WHAT IS REQUIRED:
Can you give the lines again, everything from the one containing "task | drop a marker on every instance of the archway" down to the one containing "column 101, row 101", with "moat" renamed to "defensive ditch" and all else left unchanged?

DATA RECORDS:

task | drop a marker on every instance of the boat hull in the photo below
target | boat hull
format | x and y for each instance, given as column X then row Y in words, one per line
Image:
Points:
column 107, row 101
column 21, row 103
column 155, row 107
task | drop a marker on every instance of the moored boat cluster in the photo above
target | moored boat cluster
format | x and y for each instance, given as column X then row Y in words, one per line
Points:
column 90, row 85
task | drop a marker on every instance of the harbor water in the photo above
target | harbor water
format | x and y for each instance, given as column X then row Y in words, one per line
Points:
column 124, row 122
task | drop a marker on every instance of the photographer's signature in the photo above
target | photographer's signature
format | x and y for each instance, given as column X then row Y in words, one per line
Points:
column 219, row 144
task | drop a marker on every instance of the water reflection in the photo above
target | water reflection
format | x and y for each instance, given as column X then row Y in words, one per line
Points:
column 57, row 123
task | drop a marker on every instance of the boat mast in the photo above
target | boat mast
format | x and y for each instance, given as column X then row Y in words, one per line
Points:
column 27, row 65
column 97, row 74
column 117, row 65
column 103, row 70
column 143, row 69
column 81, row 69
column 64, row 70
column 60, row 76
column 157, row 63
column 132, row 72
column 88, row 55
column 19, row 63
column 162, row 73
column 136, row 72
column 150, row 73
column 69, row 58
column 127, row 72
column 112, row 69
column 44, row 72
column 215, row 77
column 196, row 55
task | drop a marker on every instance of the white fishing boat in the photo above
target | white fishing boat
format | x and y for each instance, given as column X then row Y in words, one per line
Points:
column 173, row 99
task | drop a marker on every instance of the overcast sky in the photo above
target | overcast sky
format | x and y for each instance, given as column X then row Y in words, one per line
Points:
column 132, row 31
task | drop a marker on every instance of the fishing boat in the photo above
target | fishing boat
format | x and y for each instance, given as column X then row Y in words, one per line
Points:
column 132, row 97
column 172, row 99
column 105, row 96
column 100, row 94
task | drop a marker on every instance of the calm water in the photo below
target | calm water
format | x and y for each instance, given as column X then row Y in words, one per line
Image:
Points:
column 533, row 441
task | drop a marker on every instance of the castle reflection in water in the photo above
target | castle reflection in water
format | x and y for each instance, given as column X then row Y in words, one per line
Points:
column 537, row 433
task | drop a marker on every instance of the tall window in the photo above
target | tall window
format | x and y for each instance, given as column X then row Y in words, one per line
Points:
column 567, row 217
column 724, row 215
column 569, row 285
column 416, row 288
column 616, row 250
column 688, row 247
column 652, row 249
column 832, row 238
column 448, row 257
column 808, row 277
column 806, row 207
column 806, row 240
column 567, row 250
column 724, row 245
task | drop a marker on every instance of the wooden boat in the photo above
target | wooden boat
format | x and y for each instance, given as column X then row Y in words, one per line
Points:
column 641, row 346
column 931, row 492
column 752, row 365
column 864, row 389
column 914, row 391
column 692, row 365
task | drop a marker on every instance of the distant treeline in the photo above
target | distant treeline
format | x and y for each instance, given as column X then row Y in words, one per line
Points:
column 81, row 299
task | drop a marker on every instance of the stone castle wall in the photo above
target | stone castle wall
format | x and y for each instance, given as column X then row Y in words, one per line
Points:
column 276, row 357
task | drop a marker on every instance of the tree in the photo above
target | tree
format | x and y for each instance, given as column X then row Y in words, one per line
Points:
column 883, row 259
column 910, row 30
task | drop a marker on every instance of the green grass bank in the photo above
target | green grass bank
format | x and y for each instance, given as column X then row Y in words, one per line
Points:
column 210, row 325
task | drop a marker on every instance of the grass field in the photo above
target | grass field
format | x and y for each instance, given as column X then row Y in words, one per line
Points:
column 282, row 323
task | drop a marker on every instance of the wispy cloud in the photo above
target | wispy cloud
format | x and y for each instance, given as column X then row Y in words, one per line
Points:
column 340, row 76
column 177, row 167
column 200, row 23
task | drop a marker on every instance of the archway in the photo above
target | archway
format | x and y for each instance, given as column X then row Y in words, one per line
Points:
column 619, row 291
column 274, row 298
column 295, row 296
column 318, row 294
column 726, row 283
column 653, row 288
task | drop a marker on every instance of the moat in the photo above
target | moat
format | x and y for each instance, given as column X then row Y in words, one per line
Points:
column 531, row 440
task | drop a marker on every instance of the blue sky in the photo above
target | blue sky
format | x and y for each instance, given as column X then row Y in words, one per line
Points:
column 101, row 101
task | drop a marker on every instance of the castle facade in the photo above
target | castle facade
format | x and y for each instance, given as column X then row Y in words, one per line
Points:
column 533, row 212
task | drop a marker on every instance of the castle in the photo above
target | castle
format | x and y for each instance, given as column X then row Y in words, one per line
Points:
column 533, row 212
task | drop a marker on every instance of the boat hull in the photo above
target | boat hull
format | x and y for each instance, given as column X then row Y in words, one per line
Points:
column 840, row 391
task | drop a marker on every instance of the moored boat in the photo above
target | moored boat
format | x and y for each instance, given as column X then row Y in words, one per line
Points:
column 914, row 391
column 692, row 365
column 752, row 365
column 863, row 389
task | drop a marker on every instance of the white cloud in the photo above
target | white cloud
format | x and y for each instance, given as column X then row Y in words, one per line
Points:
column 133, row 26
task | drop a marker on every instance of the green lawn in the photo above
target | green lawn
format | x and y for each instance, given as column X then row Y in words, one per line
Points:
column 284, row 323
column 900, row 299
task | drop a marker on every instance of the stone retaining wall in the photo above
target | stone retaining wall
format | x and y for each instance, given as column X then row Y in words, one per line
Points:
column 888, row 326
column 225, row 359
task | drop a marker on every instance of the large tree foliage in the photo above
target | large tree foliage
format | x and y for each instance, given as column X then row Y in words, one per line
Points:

WRITTEN SOLUTION:
task | drop a marker on every instance of the archway in the photo above
target | archway
format | x and y for each instance, given as column X then row Y in words, one per line
Points:
column 619, row 291
column 274, row 298
column 295, row 296
column 318, row 294
column 726, row 283
column 653, row 288
task | drop a marker on every instance of the defensive ditch in the photo above
target | defensive ditch
format | x and y for each instance, given as column X then row Y in words, one per line
Points:
column 531, row 440
task | drop a marker on every instance of the blue sky in the photo above
target | blue sky
format | x and y for each instance, given as column X then row Y in words, one per line
Points:
column 101, row 101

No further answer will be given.